━━ TEXTABSCHNITT ━━

Belarus zieht "1984" aus dem Verkehr

Börsenverein verurteilt Verhaftungen und Verkaufsverbote

25. Mai 2022
Redaktion Börsenblatt

Der Börsenverein des Deutschen Buchhandels fordert die sofortige Freilassung des Verlegers Andrej Januschkiewitsch und der Literatur-Bloggerin Anastasija Karnackaja in Belarus. Weiter "das Ende des Verbots und der Zensur von Büchern."

Neue beunruhigende Meldungen kommen aus der belarusischen Buchbranche, so der Börsenverein: Der Buchhändler und Verleger Andrej Januschkiewitsch sowie die Literatur-Bloggerin Anastasija Karnackaja wurden in Minsk verhaftet. Medienberichten zufolge hat die Polizei in der vergangenen Woche die neu eröffnete Buchhandlung Januschkiewitschs durchsucht, zweihundert Bücher beschlagnahmt und die Schließung des Ladens angeordnet. Unter den Büchern befand sich auch die 2020 von Januschkiewitsch neu aufgelegte belarusische Ausgabe von George Orwells "1984". Orwells Klassiker darf seit dem 19. Mai 2022 in Belarus nicht mehr verkauft werden.

"Wir fordern die sofortige Freilassuung"

━━━
━━ BEREITGESTELLTE AUFLISTUNG ━━

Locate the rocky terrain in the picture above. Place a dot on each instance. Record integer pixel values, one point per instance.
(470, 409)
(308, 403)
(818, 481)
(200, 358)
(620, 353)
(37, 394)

━━━

**AUFGABENSTELLUNG:**
Geben Sie den Textabschnitt über das Verkaufsverbot von „1984“ in Belarus vollständig und wortgetreu wieder.

**LÖSUNG:**
Belarus zieht "1984" aus dem Verkehr

Börsenverein verurteilt Verhaftungen und Verkaufsverbote

25. Mai 2022
Redaktion Börsenblatt

Der Börsenverein des Deutschen Buchhandels fordert die sofortige Freilassung des Verlegers Andrej Januschkiewitsch und der Literatur-Bloggerin Anastasija Karnackaja in Belarus. Weiter "das Ende des Verbots und der Zensur von Büchern."

Neue beunruhigende Meldungen kommen aus der belarusischen Buchbranche, so der Börsenverein: Der Buchhändler und Verleger Andrej Januschkiewitsch sowie die Literatur-Bloggerin Anastasija Karnackaja wurden in Minsk verhaftet. Medienberichten zufolge hat die Polizei in der vergangenen Woche die neu eröffnete Buchhandlung Januschkiewitschs durchsucht, zweihundert Bücher beschlagnahmt und die Schließung des Ladens angeordnet. Unter den Büchern befand sich auch die 2020 von Januschkiewitsch neu aufgelegte belarusische Ausgabe von George Orwells "1984". Orwells Klassiker darf seit dem 19. Mai 2022 in Belarus nicht mehr verkauft werden.

"Wir fordern die sofortige Freilassuung"